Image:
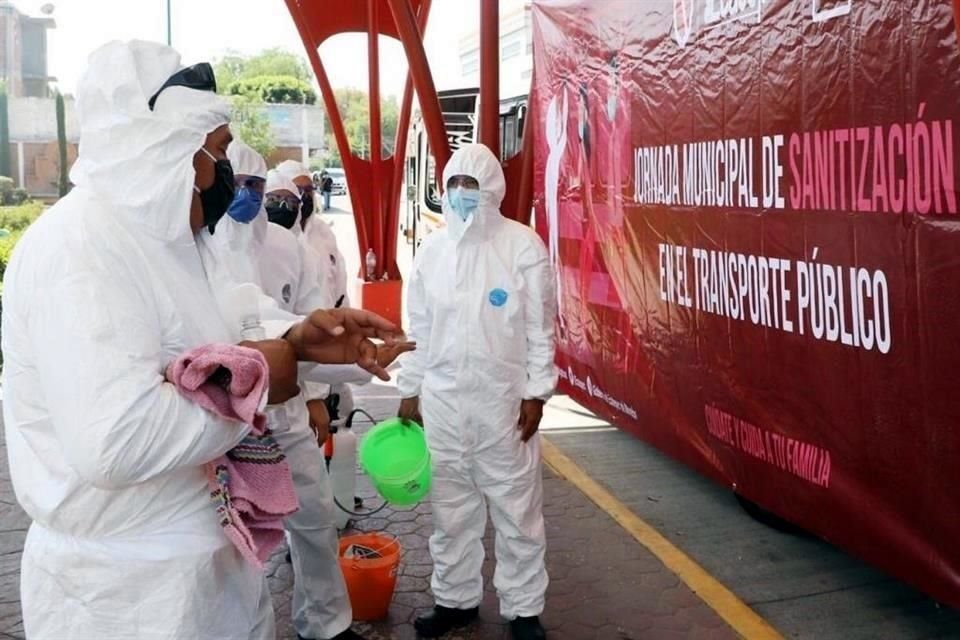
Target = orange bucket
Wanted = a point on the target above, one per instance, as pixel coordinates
(370, 581)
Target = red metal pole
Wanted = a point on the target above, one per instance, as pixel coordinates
(400, 154)
(490, 75)
(422, 80)
(336, 123)
(376, 139)
(525, 192)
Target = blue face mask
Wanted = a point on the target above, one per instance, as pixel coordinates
(464, 201)
(246, 205)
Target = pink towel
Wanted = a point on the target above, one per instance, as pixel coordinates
(251, 485)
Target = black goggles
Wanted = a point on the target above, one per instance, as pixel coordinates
(199, 77)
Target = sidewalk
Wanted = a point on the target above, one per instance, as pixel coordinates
(603, 586)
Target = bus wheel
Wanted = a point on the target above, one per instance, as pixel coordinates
(769, 518)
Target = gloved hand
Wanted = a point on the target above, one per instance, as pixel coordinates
(531, 413)
(342, 336)
(282, 363)
(410, 410)
(319, 420)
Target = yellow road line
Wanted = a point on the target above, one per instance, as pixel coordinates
(728, 606)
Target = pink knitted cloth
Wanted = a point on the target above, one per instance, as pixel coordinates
(251, 485)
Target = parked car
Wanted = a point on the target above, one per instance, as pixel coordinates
(338, 177)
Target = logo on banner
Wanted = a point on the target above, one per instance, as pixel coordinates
(682, 21)
(824, 10)
(715, 13)
(692, 16)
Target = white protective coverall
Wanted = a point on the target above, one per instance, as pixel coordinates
(321, 607)
(320, 238)
(103, 291)
(482, 306)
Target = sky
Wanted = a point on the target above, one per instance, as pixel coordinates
(204, 30)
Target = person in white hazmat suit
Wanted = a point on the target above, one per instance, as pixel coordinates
(102, 293)
(482, 307)
(321, 608)
(314, 233)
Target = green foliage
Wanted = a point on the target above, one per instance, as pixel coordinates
(18, 218)
(250, 124)
(5, 166)
(63, 180)
(15, 221)
(272, 62)
(9, 195)
(354, 108)
(274, 89)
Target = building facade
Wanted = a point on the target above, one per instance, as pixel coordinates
(516, 51)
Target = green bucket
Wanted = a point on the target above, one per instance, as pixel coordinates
(395, 457)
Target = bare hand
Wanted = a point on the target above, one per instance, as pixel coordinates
(387, 354)
(282, 364)
(342, 336)
(531, 413)
(410, 410)
(319, 420)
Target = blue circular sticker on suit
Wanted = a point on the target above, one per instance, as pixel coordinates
(498, 297)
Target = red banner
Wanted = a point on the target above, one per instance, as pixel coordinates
(752, 208)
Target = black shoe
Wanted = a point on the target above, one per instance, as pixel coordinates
(527, 629)
(443, 619)
(349, 634)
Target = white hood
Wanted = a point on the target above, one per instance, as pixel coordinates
(247, 162)
(478, 162)
(131, 157)
(277, 181)
(293, 169)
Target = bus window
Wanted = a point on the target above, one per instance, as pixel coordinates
(432, 194)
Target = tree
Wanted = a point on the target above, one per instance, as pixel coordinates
(272, 62)
(354, 107)
(251, 125)
(63, 181)
(275, 89)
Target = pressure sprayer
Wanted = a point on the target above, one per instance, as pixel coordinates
(340, 451)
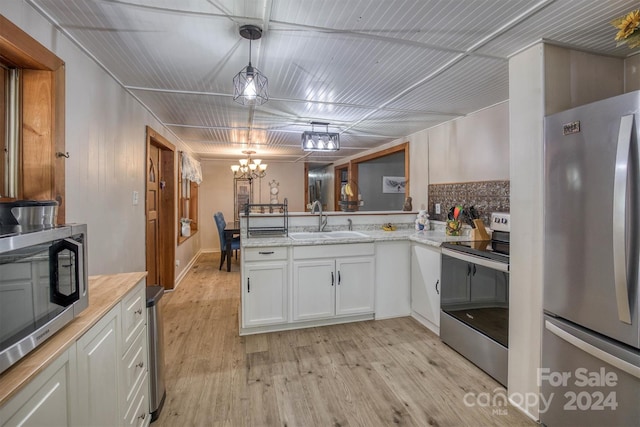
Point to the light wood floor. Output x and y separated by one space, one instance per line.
375 373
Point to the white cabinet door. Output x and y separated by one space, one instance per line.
264 291
425 284
98 366
46 400
314 289
355 285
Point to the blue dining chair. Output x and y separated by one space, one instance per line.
235 242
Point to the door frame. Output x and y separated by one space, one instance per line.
167 224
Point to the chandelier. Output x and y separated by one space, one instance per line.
250 86
320 141
249 168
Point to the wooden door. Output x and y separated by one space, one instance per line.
354 285
160 198
153 205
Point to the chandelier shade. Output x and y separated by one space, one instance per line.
250 86
320 141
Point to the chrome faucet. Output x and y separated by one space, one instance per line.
321 222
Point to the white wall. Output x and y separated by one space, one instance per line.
216 194
105 137
471 148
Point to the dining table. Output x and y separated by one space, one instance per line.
231 230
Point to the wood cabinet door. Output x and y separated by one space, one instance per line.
425 283
98 355
314 289
355 285
264 291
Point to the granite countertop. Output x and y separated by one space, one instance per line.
430 237
104 293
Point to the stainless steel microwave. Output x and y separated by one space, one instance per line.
43 285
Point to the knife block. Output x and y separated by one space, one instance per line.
480 232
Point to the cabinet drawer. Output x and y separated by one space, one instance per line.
333 251
265 254
134 369
138 412
133 315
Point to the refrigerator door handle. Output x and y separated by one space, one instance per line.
619 218
594 351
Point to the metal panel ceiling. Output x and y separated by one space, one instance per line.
377 71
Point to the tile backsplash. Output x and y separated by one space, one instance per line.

> _Required work_: Rewrite all the records above, changing "pixel coordinates" to "image coordinates" everywhere and leaving everything else the same. Leave the pictures out.

> _Solution for this problem_:
Image:
Target = orange bucket
Wanted = a point on the target above, one per instance, as image coordinates
(370, 581)
Target = red metal pole
Wanted = a point on the target above, one per instance, as image coordinates
(400, 154)
(490, 75)
(422, 80)
(336, 123)
(376, 139)
(525, 192)
Target = blue face mask
Wanted = a point on the target above, one per instance, as image coordinates
(464, 201)
(246, 205)
Target = pink towel
Wanted = a point on the target above, one per instance, as image coordinates
(251, 485)
Target = black goggles
Wanted = a point on the target above, one per instance, as image coordinates
(199, 77)
Target = sidewalk
Wanted = a point on the target above, one per instance, as image coordinates
(603, 586)
Target = bus wheel
Wanted = a point on the target above, one per instance, as image coordinates
(769, 518)
Target = gloved hand
Wanted = a point on the target above, one per instance, as image coordinates
(531, 413)
(342, 336)
(282, 363)
(410, 410)
(319, 420)
Target = yellow road line
Wanted = a point on the target above, one per instance, as image coordinates
(728, 606)
Target = pink knitted cloth
Wanted = a point on the target above, one per instance, as image coordinates
(251, 485)
Target = parked car
Wanted = a point on the target above, one per instance, as image coordinates
(338, 177)
Target = logo on banner
Wanted = a point on the target above, one per instance, as image coordinates
(682, 21)
(824, 10)
(715, 13)
(692, 16)
Target = white protective coverall
Wanted = a point on the target above, one per instance, as image coordinates
(321, 607)
(320, 238)
(103, 291)
(482, 306)
Target = sky
Wanted = a point on the target above, one per instance, as image coordinates
(204, 30)
Target = person in white hazmat suit
Wanted = a point on the target above, one per instance, as image coordinates
(102, 293)
(482, 307)
(321, 608)
(314, 233)
Target = green foliage
Wanted = a point on the target above, one per instance, as image coordinates
(18, 218)
(250, 124)
(5, 166)
(63, 180)
(15, 221)
(272, 62)
(9, 195)
(354, 108)
(274, 89)
Target = building facade
Wanted = a point on the target above, one per instance, as image coordinates
(516, 51)
Target = green bucket
Wanted = a point on the target above, one per instance, as image coordinates
(395, 457)
Target = bare hand
Wanted = a point on the target above, one per instance, as image coordinates
(387, 354)
(282, 364)
(342, 336)
(531, 413)
(410, 410)
(319, 420)
Target = blue circular sticker on suit
Wanted = a point on the target above, one per instance, as image coordinates
(498, 297)
Target = red banner
Wanted = a point on the target above, one per instance, as image coordinates
(752, 208)
Target = black shoe
Wanted = a point on the target above, one per instance, as image coordinates
(527, 629)
(443, 619)
(349, 634)
Target = white hood
Wanted = a point on the target above, one per instance, as image coordinates
(247, 162)
(478, 162)
(131, 157)
(277, 181)
(293, 169)
Target = bus window
Wanted = a point on the target above, one per instance, as image coordinates
(432, 194)
Target = tree
Wanted = a point on the target above, one per instance, as image coordinates
(272, 62)
(354, 107)
(251, 125)
(63, 181)
(275, 89)
Target = pressure sprayer
Wanted = a point on the target above, one per instance, as image coordinates
(340, 451)
Point to the light wood floor. Output x and y separated by one space, one instance per line.
375 373
Point to the white cabinet door. Output x and y separated by one space, one instance per line.
264 291
425 284
98 366
46 400
314 289
355 285
Point to the blue dining chair. Output x and y separated by one space, one instance per line.
235 242
Point to the door frame. Output x and y separated by one space, one instance per line.
167 224
Point to the chandelier. Output x and y separated by one space, one instance per line.
250 86
320 141
249 168
Point to the wooden door. Output x and y separated by one space, one instance per line.
354 285
160 198
153 205
Point to the chandelier shade. Output x and y separated by one space, one instance per line.
250 86
320 141
Point to the chrome faucet. Output x and y separated by one space, one instance per line.
321 222
Point to the white wall. Output x and y separated by one space, one instance per line.
216 194
105 137
471 148
Point to the dining table. Output x and y separated by one space, one instance per line.
231 230
Point to the wood cabinet door. Output x and y separated by one space, one instance per line.
425 283
98 355
314 289
355 285
264 291
Point to the granite countertop. Output x and y separated by one space, one instance per line.
430 237
104 293
Point to the stainless steel microwave. Output x and y separated by one space, one instance per line.
43 285
Point to the knife block. Output x and y separated by one space, one instance per line.
480 232
Point to the cabinet drawer. Output x and y separated by one space, one instance per line.
333 251
265 254
134 369
138 412
133 315
Point to the refrigerator door handle. Output x and y separated by one space, one instance per line.
619 218
594 351
Point to the metal panel ceiling. Output x and y separated by one space, one instance per line.
377 71
Point to the tile backsplash. Output x and y separated by one space, one instance per line.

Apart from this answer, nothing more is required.